=== What is being asked ===
Please find each line below that contains the string "rough" and copy those lines. Matching is case-sensitive.

=== Materials provided ===
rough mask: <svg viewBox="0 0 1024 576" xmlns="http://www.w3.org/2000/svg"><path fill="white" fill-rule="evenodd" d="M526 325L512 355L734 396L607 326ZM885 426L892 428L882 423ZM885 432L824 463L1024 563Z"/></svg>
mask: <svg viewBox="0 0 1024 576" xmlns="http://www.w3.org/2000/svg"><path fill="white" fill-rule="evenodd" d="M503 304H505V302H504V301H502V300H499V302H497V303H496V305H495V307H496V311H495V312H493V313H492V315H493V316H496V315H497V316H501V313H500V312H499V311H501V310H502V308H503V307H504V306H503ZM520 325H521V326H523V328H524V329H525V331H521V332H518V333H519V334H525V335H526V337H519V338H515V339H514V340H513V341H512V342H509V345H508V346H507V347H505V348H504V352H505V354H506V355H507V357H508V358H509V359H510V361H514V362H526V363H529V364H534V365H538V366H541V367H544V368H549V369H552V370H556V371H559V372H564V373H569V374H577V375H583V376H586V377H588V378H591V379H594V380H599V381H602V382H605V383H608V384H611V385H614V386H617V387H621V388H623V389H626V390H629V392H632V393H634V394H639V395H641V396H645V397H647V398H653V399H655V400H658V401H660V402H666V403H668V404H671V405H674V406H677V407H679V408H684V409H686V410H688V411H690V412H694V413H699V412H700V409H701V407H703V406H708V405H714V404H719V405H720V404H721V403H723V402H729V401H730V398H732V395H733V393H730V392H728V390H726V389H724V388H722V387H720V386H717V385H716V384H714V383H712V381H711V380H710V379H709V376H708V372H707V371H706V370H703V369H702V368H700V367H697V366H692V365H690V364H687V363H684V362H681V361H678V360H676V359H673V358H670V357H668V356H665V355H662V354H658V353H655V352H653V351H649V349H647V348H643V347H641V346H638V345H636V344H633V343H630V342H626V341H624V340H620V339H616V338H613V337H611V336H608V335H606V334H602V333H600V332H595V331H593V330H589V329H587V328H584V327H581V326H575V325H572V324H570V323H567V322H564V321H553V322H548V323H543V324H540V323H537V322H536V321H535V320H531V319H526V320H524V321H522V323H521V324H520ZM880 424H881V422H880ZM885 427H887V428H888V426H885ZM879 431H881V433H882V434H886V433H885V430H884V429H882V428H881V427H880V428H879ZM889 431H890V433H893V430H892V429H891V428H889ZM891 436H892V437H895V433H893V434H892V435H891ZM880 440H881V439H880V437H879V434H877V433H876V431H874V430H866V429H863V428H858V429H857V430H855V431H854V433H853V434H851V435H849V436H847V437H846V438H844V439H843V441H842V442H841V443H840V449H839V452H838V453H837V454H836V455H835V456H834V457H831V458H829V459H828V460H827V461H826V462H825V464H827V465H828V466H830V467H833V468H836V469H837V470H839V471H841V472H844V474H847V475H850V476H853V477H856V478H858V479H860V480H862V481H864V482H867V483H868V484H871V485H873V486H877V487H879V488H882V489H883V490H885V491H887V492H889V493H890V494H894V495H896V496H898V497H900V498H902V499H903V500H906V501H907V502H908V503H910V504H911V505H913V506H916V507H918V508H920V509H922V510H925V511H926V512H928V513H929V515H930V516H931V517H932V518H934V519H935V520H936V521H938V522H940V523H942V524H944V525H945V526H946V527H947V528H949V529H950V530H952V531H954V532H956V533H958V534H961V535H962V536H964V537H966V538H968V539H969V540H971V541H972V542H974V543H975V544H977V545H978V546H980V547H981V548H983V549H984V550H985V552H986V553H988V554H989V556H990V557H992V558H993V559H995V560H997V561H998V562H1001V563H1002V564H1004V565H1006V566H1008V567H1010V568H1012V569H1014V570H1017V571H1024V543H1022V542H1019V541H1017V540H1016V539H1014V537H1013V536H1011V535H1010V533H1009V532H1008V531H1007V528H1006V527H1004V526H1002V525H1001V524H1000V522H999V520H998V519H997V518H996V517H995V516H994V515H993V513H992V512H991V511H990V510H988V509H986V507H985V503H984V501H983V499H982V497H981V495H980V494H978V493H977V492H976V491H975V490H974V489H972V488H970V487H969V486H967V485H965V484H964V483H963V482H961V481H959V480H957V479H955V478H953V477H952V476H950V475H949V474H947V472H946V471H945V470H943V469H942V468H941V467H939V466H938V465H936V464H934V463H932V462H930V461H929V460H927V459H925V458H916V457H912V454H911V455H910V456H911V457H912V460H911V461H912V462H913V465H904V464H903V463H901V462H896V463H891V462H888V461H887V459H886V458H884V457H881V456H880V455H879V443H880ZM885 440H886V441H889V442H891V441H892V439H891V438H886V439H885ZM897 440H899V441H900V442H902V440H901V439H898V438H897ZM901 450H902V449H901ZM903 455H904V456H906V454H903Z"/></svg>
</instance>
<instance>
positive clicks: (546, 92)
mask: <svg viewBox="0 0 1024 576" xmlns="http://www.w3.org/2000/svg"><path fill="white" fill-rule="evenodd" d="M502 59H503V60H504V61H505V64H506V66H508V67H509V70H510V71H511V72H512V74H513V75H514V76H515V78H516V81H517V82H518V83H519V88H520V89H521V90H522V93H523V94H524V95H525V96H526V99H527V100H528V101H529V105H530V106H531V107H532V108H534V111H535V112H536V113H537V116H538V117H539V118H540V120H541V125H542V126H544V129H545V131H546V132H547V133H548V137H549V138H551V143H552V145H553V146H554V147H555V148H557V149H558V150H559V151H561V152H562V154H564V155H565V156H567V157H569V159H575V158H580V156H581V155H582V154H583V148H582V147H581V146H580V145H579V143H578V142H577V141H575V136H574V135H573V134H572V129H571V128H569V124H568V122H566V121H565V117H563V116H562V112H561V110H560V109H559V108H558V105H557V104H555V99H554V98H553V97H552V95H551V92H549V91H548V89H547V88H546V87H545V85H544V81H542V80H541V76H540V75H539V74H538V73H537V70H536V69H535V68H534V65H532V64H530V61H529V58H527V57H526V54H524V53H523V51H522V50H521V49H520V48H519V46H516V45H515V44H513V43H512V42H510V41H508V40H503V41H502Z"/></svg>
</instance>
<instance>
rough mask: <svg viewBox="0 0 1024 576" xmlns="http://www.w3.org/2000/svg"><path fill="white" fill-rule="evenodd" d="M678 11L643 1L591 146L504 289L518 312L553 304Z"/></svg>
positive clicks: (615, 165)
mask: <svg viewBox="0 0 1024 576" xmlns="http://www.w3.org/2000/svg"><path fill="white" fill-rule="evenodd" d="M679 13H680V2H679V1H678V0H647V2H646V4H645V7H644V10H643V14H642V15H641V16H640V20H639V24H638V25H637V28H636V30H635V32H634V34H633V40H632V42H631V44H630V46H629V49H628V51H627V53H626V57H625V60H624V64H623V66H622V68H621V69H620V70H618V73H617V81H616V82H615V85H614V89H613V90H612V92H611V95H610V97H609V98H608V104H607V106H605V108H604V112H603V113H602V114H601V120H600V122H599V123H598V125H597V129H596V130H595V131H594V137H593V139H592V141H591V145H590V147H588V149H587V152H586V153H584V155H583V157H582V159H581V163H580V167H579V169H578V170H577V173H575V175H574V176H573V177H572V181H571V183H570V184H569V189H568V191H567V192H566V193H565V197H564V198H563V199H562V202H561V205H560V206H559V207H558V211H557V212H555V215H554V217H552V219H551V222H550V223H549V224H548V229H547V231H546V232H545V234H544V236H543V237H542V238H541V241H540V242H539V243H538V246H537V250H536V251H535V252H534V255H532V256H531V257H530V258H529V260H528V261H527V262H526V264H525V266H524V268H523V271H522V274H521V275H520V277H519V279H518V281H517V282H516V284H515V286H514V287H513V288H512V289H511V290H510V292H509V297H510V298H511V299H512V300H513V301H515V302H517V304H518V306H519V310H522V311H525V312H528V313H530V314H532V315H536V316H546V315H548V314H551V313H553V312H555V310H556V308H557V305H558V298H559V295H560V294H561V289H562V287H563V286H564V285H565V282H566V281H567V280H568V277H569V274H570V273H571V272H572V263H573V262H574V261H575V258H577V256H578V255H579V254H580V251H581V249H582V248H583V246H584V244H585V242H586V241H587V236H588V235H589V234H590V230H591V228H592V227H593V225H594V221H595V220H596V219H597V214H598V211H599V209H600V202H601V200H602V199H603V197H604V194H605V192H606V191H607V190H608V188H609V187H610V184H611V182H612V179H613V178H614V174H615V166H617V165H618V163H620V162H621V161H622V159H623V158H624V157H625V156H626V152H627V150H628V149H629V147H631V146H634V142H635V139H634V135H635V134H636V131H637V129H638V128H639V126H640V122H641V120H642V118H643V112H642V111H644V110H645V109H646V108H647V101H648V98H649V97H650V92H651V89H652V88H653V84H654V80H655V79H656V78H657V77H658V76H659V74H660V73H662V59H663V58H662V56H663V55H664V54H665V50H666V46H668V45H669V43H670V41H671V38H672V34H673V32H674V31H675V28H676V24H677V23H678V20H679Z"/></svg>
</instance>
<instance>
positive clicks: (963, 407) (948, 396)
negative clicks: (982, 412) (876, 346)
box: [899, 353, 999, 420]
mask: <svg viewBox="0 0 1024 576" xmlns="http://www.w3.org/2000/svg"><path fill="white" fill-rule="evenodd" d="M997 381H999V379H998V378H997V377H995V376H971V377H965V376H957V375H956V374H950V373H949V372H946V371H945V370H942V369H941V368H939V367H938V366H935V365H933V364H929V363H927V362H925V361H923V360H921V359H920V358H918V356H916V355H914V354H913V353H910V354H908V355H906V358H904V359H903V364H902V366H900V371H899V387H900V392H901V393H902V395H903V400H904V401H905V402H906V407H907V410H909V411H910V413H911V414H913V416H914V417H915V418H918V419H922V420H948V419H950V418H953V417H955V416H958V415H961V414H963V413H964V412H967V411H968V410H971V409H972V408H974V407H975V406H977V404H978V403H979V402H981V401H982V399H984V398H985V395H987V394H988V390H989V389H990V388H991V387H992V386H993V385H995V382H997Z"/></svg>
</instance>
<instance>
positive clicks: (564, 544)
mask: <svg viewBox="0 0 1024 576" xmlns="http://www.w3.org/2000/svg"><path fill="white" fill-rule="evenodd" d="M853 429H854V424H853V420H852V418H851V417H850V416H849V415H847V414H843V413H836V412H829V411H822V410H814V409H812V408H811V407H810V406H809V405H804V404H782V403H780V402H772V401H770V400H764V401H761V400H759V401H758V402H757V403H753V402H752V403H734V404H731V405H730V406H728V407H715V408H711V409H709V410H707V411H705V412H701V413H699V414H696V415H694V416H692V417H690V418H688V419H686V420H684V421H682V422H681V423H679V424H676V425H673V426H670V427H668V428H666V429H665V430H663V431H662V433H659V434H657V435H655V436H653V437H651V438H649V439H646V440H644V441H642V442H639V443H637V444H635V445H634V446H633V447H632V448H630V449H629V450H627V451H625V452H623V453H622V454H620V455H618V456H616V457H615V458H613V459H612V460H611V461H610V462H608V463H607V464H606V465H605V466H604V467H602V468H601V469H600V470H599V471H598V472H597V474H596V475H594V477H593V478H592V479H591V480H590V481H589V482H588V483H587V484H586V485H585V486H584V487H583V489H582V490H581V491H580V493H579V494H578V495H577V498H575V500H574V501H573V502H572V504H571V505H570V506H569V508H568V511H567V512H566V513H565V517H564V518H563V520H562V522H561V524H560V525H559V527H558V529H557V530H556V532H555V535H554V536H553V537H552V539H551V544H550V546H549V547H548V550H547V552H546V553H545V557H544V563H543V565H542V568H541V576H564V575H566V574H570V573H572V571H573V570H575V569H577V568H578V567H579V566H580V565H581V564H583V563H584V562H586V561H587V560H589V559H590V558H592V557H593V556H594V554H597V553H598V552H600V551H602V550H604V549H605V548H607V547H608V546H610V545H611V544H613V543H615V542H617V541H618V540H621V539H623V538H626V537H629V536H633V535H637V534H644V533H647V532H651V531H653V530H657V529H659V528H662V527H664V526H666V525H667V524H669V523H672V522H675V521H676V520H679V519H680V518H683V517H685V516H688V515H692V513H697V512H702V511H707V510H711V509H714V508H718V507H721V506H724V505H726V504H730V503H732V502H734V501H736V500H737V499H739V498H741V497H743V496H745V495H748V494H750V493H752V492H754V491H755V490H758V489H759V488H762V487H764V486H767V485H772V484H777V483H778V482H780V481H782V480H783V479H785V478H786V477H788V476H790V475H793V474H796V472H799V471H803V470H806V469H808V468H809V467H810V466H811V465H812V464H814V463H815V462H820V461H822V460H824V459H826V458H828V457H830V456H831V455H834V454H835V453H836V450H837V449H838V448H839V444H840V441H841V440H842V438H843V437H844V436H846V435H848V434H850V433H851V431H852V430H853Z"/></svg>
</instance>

=== Exercise response ===
rough mask: <svg viewBox="0 0 1024 576" xmlns="http://www.w3.org/2000/svg"><path fill="white" fill-rule="evenodd" d="M526 325L512 355L734 396L607 326ZM885 426L892 428L882 423ZM885 432L824 463L1024 563Z"/></svg>
rough mask: <svg viewBox="0 0 1024 576" xmlns="http://www.w3.org/2000/svg"><path fill="white" fill-rule="evenodd" d="M678 11L643 1L591 146L504 289L518 312L553 304Z"/></svg>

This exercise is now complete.